> The task: Type out every line of the data again, exactly.

-------- Records shown --------

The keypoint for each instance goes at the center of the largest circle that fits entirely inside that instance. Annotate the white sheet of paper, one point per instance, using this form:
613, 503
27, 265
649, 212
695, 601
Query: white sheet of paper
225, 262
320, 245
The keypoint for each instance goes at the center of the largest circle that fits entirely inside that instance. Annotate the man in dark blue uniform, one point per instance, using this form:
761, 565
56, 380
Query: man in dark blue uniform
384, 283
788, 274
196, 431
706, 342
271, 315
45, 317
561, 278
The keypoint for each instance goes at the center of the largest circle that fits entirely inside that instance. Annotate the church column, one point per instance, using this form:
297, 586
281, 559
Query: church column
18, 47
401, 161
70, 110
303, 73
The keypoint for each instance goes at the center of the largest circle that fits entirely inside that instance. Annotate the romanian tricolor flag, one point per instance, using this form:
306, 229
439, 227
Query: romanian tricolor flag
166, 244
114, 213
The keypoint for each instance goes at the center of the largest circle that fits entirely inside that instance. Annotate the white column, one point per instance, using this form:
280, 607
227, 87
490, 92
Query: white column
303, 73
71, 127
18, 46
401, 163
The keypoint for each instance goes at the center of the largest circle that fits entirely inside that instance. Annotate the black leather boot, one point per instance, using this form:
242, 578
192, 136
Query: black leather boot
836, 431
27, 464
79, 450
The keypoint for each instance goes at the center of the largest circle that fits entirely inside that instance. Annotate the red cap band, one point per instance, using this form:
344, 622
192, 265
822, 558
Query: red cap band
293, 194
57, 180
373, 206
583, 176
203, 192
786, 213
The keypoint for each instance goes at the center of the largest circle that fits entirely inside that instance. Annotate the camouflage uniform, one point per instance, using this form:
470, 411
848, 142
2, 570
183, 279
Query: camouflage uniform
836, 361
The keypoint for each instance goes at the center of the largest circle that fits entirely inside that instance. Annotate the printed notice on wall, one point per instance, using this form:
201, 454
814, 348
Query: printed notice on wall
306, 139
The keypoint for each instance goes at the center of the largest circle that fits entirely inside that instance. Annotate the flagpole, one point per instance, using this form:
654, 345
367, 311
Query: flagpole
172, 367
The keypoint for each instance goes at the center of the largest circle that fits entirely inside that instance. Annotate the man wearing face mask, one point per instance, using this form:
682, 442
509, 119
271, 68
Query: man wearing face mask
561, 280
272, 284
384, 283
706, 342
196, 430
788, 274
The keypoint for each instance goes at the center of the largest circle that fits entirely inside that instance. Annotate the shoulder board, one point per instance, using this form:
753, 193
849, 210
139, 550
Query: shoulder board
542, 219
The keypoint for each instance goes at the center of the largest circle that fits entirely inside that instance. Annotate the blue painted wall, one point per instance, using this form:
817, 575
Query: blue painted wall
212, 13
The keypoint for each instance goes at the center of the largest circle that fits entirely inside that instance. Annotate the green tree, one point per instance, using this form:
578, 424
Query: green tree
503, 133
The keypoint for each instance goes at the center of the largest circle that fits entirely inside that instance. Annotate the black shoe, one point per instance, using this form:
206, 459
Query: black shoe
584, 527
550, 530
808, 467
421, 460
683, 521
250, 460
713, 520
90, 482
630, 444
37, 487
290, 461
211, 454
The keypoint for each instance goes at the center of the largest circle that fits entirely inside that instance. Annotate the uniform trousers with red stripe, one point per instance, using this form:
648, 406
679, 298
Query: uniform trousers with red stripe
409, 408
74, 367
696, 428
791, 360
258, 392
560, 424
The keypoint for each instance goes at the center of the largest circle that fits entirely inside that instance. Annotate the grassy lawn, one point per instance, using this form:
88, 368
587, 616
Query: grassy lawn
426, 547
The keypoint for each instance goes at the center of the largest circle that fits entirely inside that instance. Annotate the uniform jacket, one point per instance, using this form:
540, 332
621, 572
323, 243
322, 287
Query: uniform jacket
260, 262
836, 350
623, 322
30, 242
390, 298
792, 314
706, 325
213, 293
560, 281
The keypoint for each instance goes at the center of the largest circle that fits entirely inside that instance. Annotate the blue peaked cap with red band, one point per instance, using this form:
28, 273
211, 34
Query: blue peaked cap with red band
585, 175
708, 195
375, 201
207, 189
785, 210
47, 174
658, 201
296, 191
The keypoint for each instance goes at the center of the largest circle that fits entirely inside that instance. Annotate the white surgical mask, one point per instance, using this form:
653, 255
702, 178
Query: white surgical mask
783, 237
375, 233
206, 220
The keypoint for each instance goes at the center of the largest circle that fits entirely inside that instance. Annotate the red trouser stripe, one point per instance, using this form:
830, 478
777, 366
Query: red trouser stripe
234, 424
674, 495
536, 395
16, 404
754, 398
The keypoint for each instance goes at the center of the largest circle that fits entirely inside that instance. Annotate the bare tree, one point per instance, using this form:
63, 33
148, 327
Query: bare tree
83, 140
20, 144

--------

> Response to the task:
The keypoint for each instance goes at the center of the largest circle that fits entirely inside that instance. Annotate the white sheet of paper, one point per instance, using this form:
613, 503
27, 265
649, 212
695, 601
Query: white sheet of paper
225, 262
320, 245
The keypoint for each instance goes at the center of the largest circle that fits entirely inside that instance. Annotate the man in dark blue uniform, one point per instance, using this form:
761, 565
56, 380
Query: man in dark blue uniform
384, 283
788, 274
196, 431
706, 342
271, 315
45, 317
561, 278
The keypoint for each instance goes at the center of the largest circle that fits entirely inside that instance. Annotate the church column, one point per instance, using this form:
297, 586
281, 559
Query: church column
18, 47
401, 161
70, 110
303, 73
The keypoint for each instance goes at the center of the largest circle that fits entirely inside that instance. Annotate the romanian tricolor flag, one point per instance, using this form:
306, 229
439, 227
Query: romanian tricolor flag
166, 244
114, 213
The keypoint for each instance goes at the center of the largest circle that fits entirely inside that instance. Annotate the white column, one point per instance, using this form:
280, 607
227, 87
490, 92
Query: white column
303, 73
71, 127
18, 46
401, 163
The keypoint for each instance goes at the center of the largest circle that fits entirely inside that instance. Annotate the black leather boot, one point per instance, using this form:
242, 578
192, 136
Query: black leather boot
836, 431
27, 464
79, 450
The keypoint for each instance goes at the center of the largest circle that fits entirely inside that instance. Annotate the red cap band, one point per instance, using this form:
344, 622
192, 265
822, 558
Query: red cap band
293, 194
57, 180
373, 206
583, 176
203, 192
786, 213
The keypoint for each instance goes at the center of the largest circle that fits entirely inside that instance. Annotate the camouflage uniform, one point per instance, using this form:
470, 411
848, 142
2, 570
183, 279
Query: camouflage uniform
836, 361
The keypoint for each instance goes at the center of the largest circle that fits entirely inside that instance. Annotate the printed notice on wall, one point per instance, using this form:
201, 454
814, 348
Query: printed notice on wall
306, 139
The keypoint for each instance goes at the center of the largest circle that fits entirely inside that instance. Annotate the flagpole, one point per instance, using this form:
654, 345
367, 311
Query: flagpole
172, 367
The keypoint for each instance goes at the center of the largest circle that fits entirely inside that instance. Annotate the man wearing face mask, one point per instance, using this form:
682, 442
509, 119
271, 68
Query: man wearing face mask
561, 280
272, 284
384, 283
706, 342
196, 430
788, 274
The keypoint for each instance goes at the center of the largest circle that fits entirely inside that instance. Annotate the shoulder board, one point per instance, using this form:
753, 193
849, 210
139, 550
Query: shoulder board
542, 219
The keypoint for each instance goes at the center of the largest circle that fits entirely inside that instance. Annotate the blue painted wall, one point per instance, using this form:
817, 575
Query: blue painted wall
212, 13
The keypoint for each instance goes at the center of the largest circle that fits entirely inside that instance. Annotate the green tree, one point per instance, using this form:
578, 424
Query: green tree
503, 133
The keypoint for each instance goes at the center of the largest circle that fits entirely inside that instance. Annotate the black shoe, one point per instance, using this form:
206, 459
Query: black shoe
584, 527
550, 530
808, 467
421, 460
683, 521
250, 460
713, 520
90, 482
630, 444
37, 487
290, 461
211, 454
The keypoint for each instance goes at the center of the largest circle that fits entirely inside that instance. Annotate the uniform trousers with red stripe, one point per instance, using this form:
648, 406
679, 298
Query: uniform trousers with red stripe
409, 408
74, 367
696, 428
791, 360
258, 392
560, 424
The keypoint for each instance goes at the center of the largest circle that fits entirely inside that instance. Annotate the grassy lawn, one point per instance, using this form:
88, 368
587, 616
Query: grassy lawn
426, 547
The keypoint for each instance goes at the center of the largest circle that fits entirely inside that instance. Annotate the uniform jacket, one point per instance, using this form:
540, 332
621, 572
323, 243
322, 287
Query: uniform jacket
260, 262
836, 350
623, 322
30, 242
390, 298
792, 314
706, 325
213, 293
560, 281
The keypoint for each instance goes at the center of the largest circle that fits entirely inside that instance. Annotate the blue peaked cap with red band, one point per instance, using this form:
28, 273
211, 34
Query: blue peaked cap with red band
585, 175
708, 195
375, 201
207, 189
785, 210
47, 174
658, 201
296, 191
The keypoint for each instance goes at the center of the largest circle that fits entirely inside that instance. Annotate the white surgical mask, one point per instance, using this form:
653, 255
702, 178
Query: white surgical mask
783, 237
375, 233
206, 220
The keypoint for each instance goes at the center of the largest circle that fits entirely inside that instance. Annotate the red trouser stripe, one point per instance, using this form:
830, 478
777, 366
Query: red trouser stripe
234, 424
674, 495
536, 395
16, 404
754, 398
The keypoint for each instance goes at the center of the largest circle that fits entirely inside that instance. Annotate the bare tree, one point per instance, using this form:
63, 33
148, 327
Query: bare tree
83, 140
20, 144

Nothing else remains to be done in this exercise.